Aim:
Reproduce the following lines verbatim, covering all of the data, but omit the pictures from your output.

— begin Material to process —

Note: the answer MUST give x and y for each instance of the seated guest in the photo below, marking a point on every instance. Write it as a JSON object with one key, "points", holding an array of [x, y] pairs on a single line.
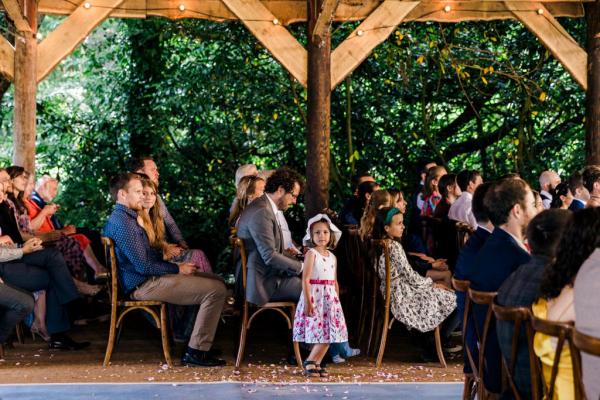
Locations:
{"points": [[465, 264], [273, 275], [68, 247], [460, 210], [522, 288], [561, 197], [144, 275], [154, 225], [591, 181], [42, 219], [580, 193], [249, 189], [147, 166], [352, 213], [33, 269], [417, 302], [548, 181], [431, 194], [587, 296], [510, 205], [450, 192], [556, 300]]}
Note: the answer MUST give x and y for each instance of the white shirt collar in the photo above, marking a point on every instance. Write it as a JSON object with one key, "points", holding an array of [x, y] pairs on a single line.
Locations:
{"points": [[273, 205]]}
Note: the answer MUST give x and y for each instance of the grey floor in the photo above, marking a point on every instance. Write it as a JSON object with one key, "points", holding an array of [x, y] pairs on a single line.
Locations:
{"points": [[232, 391]]}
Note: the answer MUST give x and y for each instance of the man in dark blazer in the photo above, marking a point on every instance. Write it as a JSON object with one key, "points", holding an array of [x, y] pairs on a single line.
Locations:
{"points": [[273, 275], [465, 265], [511, 205]]}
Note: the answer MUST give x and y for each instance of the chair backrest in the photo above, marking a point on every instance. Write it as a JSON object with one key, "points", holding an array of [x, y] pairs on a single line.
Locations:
{"points": [[521, 319], [563, 332], [111, 260], [483, 299]]}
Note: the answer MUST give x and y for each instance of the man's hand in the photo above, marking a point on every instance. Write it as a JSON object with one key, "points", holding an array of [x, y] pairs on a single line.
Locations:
{"points": [[32, 245], [186, 268], [5, 240]]}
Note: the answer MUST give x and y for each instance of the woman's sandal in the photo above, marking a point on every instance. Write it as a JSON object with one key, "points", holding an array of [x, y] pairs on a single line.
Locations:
{"points": [[322, 371], [311, 372]]}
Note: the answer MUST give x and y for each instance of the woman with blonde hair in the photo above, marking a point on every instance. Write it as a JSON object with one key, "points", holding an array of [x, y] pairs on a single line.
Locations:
{"points": [[151, 219], [249, 188]]}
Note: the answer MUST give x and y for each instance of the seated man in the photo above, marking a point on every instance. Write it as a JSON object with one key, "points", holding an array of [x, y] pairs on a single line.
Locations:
{"points": [[511, 205], [147, 166], [145, 276], [272, 274], [522, 288], [32, 268], [465, 265]]}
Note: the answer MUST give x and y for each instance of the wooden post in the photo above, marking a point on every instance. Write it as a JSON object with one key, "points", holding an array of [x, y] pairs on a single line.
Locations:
{"points": [[25, 90], [592, 138], [319, 113]]}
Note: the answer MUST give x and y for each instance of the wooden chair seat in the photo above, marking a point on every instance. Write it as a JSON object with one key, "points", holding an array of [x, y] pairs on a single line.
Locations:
{"points": [[121, 307], [387, 323], [286, 309]]}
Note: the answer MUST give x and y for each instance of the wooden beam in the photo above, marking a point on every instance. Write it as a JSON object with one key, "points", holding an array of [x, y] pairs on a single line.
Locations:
{"points": [[13, 9], [324, 20], [371, 32], [276, 38], [7, 59], [537, 18], [63, 40], [292, 11]]}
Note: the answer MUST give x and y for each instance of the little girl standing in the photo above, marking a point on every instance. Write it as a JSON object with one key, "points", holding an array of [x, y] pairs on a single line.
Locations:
{"points": [[319, 317]]}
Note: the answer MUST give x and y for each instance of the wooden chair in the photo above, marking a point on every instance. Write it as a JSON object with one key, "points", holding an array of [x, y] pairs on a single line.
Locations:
{"points": [[387, 323], [521, 319], [483, 299], [470, 380], [247, 317], [121, 307], [589, 345], [563, 332]]}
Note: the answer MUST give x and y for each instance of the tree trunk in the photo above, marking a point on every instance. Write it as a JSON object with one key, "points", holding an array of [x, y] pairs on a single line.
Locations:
{"points": [[319, 114], [25, 91], [592, 140]]}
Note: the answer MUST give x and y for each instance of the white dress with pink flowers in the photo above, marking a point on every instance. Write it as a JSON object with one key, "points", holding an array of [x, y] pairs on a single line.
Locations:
{"points": [[327, 324]]}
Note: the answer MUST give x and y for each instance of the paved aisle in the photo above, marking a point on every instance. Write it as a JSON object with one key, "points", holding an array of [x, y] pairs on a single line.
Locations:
{"points": [[231, 391]]}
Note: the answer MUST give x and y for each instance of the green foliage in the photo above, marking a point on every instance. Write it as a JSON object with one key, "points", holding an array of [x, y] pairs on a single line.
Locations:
{"points": [[204, 97]]}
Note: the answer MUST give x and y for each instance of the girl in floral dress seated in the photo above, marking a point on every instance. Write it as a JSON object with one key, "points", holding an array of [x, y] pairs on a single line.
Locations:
{"points": [[319, 317]]}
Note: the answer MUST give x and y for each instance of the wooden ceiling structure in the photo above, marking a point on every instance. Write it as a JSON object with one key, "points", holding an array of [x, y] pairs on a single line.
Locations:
{"points": [[316, 66]]}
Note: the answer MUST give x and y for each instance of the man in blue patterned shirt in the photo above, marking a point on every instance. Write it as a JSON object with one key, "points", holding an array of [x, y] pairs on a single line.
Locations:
{"points": [[144, 275]]}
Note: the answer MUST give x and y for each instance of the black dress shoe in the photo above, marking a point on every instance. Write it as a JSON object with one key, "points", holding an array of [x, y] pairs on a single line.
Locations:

— end Material to process —

Correct result:
Note: the answer MUST give x and y for each instance of the seated guest in the photo below, marking a point on every instance. Write it as a JSON object with one key, "points", holding an array of [x, y] pairs on a single line.
Locations:
{"points": [[465, 264], [273, 275], [68, 247], [460, 210], [522, 288], [561, 197], [144, 275], [154, 225], [591, 181], [42, 219], [580, 193], [249, 189], [147, 166], [352, 213], [33, 269], [417, 302], [548, 181], [431, 194], [587, 296], [510, 205], [450, 192], [556, 300]]}
Note: the answer MUST give x and y for each instance of the white shirt collar in the photo above, marking a point on every instance. Write it as a JSON object with one key, "points", holding an array of [x, y] pairs on a single line.
Locations:
{"points": [[273, 205]]}
Note: the answer MUST give x and y for each instance of the grey floor in the photo above, marking a point on every instance. Write it as a JSON object with one key, "points", holding an array of [x, y] pairs on a single line.
Locations:
{"points": [[232, 391]]}
Note: the answer MUST give x and y for each instance of the man in dark blazer in the photo above, marking a point on every instance. Write it as a JSON object with one key, "points", holding an array of [x, y] pairs on a single line.
Locations:
{"points": [[273, 275], [465, 265], [511, 205]]}
Note: the answer MUST give x and y for each instance of the chair backrest in the photo above, marking a point on every instance. Write it as a JSON object with one key, "points", holding an array of [x, y] pairs on a single line.
Locations:
{"points": [[521, 319], [563, 332], [111, 260], [483, 299]]}
Note: the answer MUST give x and y for each instance of the man's hand in the photo above, marking a point on every instance. Write it as a JSON object with one key, "points", holding an array of [x, y] pairs on a single line.
Locations:
{"points": [[32, 245], [186, 268], [5, 240]]}
Note: the answer MUST give x and y for each instance of the woman's sandal in the photo above, marking a point on every instance. Write it as a JSON object with one key, "points", holding an array of [x, y] pairs on a single line.
Locations:
{"points": [[322, 371], [311, 372]]}
Note: the answer MUST give x and y for each instance of the woman with blonde hair in the photo above, marking a point on every instance. Write it as a JSON object with one key, "points", holding an array of [x, y] pairs on a single line.
Locations:
{"points": [[151, 219], [249, 188]]}
Note: the answer MUST give x and y for each instance of the seated man in the photo above, marking a point on every instance. Write it as a JSON object with one key, "points", holding an array of [x, y] pairs on a single line.
Locations:
{"points": [[511, 205], [147, 166], [145, 276], [272, 274], [522, 288], [32, 268], [465, 265]]}
Note: the answer MUST give x and y for each instance of the wooden post in the photo above, marking a point on every instance. Write it as a JSON object with one key, "points", holding an array of [x, y] pairs on a single line.
Locations:
{"points": [[25, 90], [592, 138], [319, 113]]}
Note: the answer MUST give x and y for each instance of the wooden chair seat in the photo above, marking a point on every instance. Write it as a JSON object with one key, "points", holding an array of [x, y] pairs on a single line.
Locations:
{"points": [[121, 307], [387, 323], [286, 309]]}
Note: the answer MUST give x and y for each instance of the wooden beam in the photo above, marking a point on every instance. Write it as a JSON object with one key, "points", holding an array of [x, y] pairs on a single line.
Locations:
{"points": [[13, 9], [324, 20], [371, 32], [276, 38], [7, 59], [537, 18], [63, 40], [292, 11]]}
Note: the answer MUST give x and y for each instance of the little girl standing in the photo above, marking a point on every instance. Write it as a JSON object with one key, "points", holding an array of [x, y] pairs on a single line.
Locations:
{"points": [[319, 317]]}
Note: the answer MUST give x and y for each instance of the wooden chair in the photo above, marking a point on every instance. Write it as a JSON object with one key, "points", holding an array of [x, y] pairs on a single line.
Locations:
{"points": [[387, 323], [521, 319], [483, 299], [470, 380], [247, 317], [121, 307], [589, 345], [563, 332]]}
Note: the answer MUST give x and y for each instance of the tree trunk in the photo above, marking a point on every instance. Write it as a JSON object with one key, "points", holding an array of [x, y] pairs on a single line.
Locations:
{"points": [[319, 114], [25, 91], [592, 140]]}
Note: the answer MUST give x and y for each instance of the white dress with pink flowers in the photo above, marking a point on every instance. Write it as a JSON object with one key, "points", holding an array of [x, y] pairs on a single line.
Locations:
{"points": [[327, 324]]}
Note: the answer MUST give x and y for each instance of the paved aisle in the photo above, marking a point on every instance. Write it as a JSON object with one key, "points", holding an array of [x, y] pairs on a single line.
Locations:
{"points": [[231, 391]]}
Note: the answer MUST give x and y for each instance of the green foliage in the photo above, marking a point on every instance. Write it as a JSON object with one key, "points", holding an array of [x, y] pairs on a single line.
Locations:
{"points": [[204, 97]]}
Note: the answer MUST give x and y for each instance of the girl in floral dress seated in the photo above, marking a point on every instance. Write it as a JSON object with one key, "points", holding an array of [x, y] pairs on a single line.
Locations:
{"points": [[319, 317]]}
Note: the answer MUST give x and y for each instance of the wooden ceiling structure in the photo above, marking a point on every instance. Write it as a JSON object with one key, "points", holding an array of [x, y] pairs on a single line.
Locations:
{"points": [[316, 66]]}
Note: the answer MUST give x and y for each instance of the man in blue patterned shirt in the photo above, marking a point on every instance. Write it as a JSON object with one key, "points", holding an array of [x, y] pairs on a single line.
Locations:
{"points": [[144, 275]]}
Note: the answer MUST give x and y for each instance of the black dress shoe in the photo above, marking a point on every instance. Write it as a JSON object with one key, "points", holding an array of [x, y] pairs on a single line.
Locations:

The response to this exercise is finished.